Do this →
Give back all the data exactly, line by line.

Dataset excerpts →
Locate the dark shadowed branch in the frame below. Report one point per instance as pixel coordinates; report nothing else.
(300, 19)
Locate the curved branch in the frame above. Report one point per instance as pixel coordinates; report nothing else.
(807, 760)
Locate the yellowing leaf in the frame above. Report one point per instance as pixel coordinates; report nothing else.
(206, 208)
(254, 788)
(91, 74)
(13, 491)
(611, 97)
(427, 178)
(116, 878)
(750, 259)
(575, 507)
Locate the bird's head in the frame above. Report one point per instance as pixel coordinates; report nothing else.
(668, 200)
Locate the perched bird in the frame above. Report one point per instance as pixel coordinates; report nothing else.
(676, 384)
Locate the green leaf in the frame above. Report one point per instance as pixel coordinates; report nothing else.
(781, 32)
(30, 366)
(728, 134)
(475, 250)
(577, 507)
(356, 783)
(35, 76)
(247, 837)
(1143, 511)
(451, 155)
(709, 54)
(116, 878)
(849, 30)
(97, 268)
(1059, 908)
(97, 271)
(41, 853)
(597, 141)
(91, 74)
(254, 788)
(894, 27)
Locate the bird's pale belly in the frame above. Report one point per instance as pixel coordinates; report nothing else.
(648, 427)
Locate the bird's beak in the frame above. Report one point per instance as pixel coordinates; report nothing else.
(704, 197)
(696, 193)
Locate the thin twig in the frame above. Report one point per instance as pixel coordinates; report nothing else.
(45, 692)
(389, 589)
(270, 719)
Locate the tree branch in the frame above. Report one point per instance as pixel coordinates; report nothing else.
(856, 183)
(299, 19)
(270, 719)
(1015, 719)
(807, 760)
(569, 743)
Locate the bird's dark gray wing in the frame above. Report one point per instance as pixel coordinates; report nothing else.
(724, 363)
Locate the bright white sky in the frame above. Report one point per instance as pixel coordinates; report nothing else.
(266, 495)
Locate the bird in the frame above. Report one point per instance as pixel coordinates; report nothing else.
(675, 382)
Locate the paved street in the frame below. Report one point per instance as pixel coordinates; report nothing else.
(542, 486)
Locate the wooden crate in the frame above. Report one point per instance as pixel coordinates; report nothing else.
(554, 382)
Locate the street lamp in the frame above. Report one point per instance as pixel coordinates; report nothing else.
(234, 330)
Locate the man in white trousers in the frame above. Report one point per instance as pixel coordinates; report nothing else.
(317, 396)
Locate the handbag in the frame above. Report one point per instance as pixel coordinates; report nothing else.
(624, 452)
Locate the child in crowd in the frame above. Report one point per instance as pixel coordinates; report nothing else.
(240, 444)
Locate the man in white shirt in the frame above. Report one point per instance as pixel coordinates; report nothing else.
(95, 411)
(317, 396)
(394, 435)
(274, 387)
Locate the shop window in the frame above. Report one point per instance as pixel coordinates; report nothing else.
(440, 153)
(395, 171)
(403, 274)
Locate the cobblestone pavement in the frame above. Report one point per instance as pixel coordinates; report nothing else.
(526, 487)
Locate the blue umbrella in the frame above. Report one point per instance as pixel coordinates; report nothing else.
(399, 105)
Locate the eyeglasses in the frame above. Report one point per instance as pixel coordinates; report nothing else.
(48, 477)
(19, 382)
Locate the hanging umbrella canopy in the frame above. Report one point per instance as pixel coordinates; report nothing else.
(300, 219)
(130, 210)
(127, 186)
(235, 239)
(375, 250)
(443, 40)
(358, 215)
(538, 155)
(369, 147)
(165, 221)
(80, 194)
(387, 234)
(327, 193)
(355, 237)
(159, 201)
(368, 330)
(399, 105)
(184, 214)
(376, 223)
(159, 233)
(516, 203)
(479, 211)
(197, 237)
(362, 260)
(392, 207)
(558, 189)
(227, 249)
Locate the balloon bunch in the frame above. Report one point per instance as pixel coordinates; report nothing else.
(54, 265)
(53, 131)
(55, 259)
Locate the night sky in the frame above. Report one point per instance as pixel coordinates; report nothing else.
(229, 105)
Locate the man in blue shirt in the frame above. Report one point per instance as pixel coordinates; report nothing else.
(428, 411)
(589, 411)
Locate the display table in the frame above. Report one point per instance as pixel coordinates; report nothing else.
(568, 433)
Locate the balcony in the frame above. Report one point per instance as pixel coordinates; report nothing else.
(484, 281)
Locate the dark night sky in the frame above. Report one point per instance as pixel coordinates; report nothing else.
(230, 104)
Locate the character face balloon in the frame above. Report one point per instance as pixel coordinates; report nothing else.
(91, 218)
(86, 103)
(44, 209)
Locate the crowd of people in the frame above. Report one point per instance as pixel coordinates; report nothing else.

Solution →
Locate the dark shadowed branch in the frame below. Report one point per instance as pixel coordinates; report nothing else.
(300, 19)
Locate the curved branch in the frame above. Report one point per instance as pixel coordinates; report nothing else.
(807, 760)
Locate the yellowing leaf in the frame above. Report one point per instance as pixel coordinates; report nothing else.
(206, 208)
(254, 788)
(91, 74)
(13, 491)
(611, 97)
(427, 178)
(116, 878)
(750, 259)
(575, 507)
Locate the bird's head in the frame above. Report one point per instance as pixel coordinates; report nothing else.
(668, 200)
Locate the perched bird in the frame above. Report one point per instance as pixel coordinates; report nothing else.
(676, 384)
Locate the green leaf in the frame above. Report one point per instance as pixel coordinates; report nothing else.
(781, 32)
(30, 366)
(728, 134)
(475, 250)
(577, 507)
(356, 783)
(35, 76)
(247, 837)
(1143, 511)
(451, 155)
(709, 54)
(116, 878)
(849, 30)
(97, 268)
(1059, 908)
(97, 271)
(41, 853)
(597, 141)
(91, 74)
(254, 788)
(894, 27)
Locate the bird's pale belly in the frame above. Report one point per instance as pixel coordinates; report nothing else.
(648, 427)
Locate the bird's beak in the frame above. Report one point per instance as pixel coordinates; report nothing else.
(704, 197)
(696, 193)
Locate the thin twig in the frame above. Report one point per instance as pixel coordinates; report nothing else.
(45, 692)
(389, 589)
(270, 719)
Locate the tree branch in the frame above. Report one point per instance as pixel coordinates; report nothing else.
(856, 183)
(299, 19)
(270, 719)
(1015, 719)
(807, 760)
(569, 743)
Locate the bird's dark gray wing in the frame above. Report one point per instance as pixel coordinates; report nothing else.
(724, 363)
Locate the bright white sky in the frame above. Report one point per instance as pixel coordinates; report nothing else.
(266, 495)
Locate the bird in the frame above. Report one point per instance as pixel coordinates; report nothing else.
(675, 382)
Locate the paved street in the frame below. Report one point per instance as pixel coordinates; report nothing else.
(542, 486)
Locate the wooden crate in the frame above. Report one point per instance as pixel coordinates; report nothing else.
(554, 382)
Locate the street lamp in the frame above. Report one point per instance as pixel coordinates; report nothing else.
(234, 330)
Locate the man in white trousers in the frame above. Report one point per instance as pixel coordinates; report nothing else.
(317, 396)
Locate the handbag in the frame above. Report one point per instance as pixel coordinates; report nothing else.
(624, 452)
Locate the child in crowd in the frame above. Report one point per instance as pixel coordinates; report nothing else.
(240, 444)
Locate the man in white shirt in the frame above. Report one point per instance as pixel coordinates; report nothing else.
(95, 411)
(317, 396)
(394, 435)
(274, 387)
Locate the shop window in the frame above. Report one point per instance as pixel coordinates; report nothing else.
(440, 153)
(395, 171)
(403, 274)
Locate the cobblestone pavement in the frame above. Report one point per instance as pixel coordinates; report nothing else.
(526, 487)
Locate the blue umbrella in the frame above. Report one point per instance as pixel coordinates; report nothing else.
(399, 105)
Locate the eyeglasses in the frame above. Report one point per instance as pixel coordinates; report nothing else.
(48, 477)
(19, 382)
Locate the hanging umbrella canopy in the frame above. Report one point per instance as pixel coordinates; report nothing else.
(300, 219)
(130, 210)
(127, 186)
(235, 239)
(375, 250)
(443, 40)
(358, 215)
(538, 155)
(369, 147)
(165, 221)
(80, 194)
(387, 234)
(327, 193)
(355, 237)
(159, 201)
(368, 330)
(399, 105)
(184, 214)
(376, 223)
(159, 233)
(516, 203)
(479, 211)
(197, 237)
(362, 260)
(392, 207)
(558, 189)
(227, 249)
Locate the balloon bunch in the frame above. Report one point per instance as pixel coordinates; report nothing else.
(54, 265)
(53, 131)
(55, 259)
Locate the night sky in the frame above. Report one point per instance as pixel coordinates; report nothing else.
(229, 105)
Locate the man in blue shirt in the frame above. Report one point per instance as pixel coordinates; report nothing else.
(428, 411)
(589, 411)
Locate the display table in the frame above. Report one point per instance as pixel coordinates; report nothing else.
(568, 433)
Locate the balcony in the frame above. Report one point per instance as pixel coordinates; report nothing else.
(484, 281)
Locate the dark night sky in the frame above. Report one point per instance as pixel coordinates; report nothing else.
(230, 104)
Locate the character face balloon in the frame above. Report one point per instance as pixel coordinates; report nothing else.
(91, 218)
(86, 103)
(44, 209)
Locate the crowd of people in the frame above. Report one point per instance as pixel coordinates; report nothing else.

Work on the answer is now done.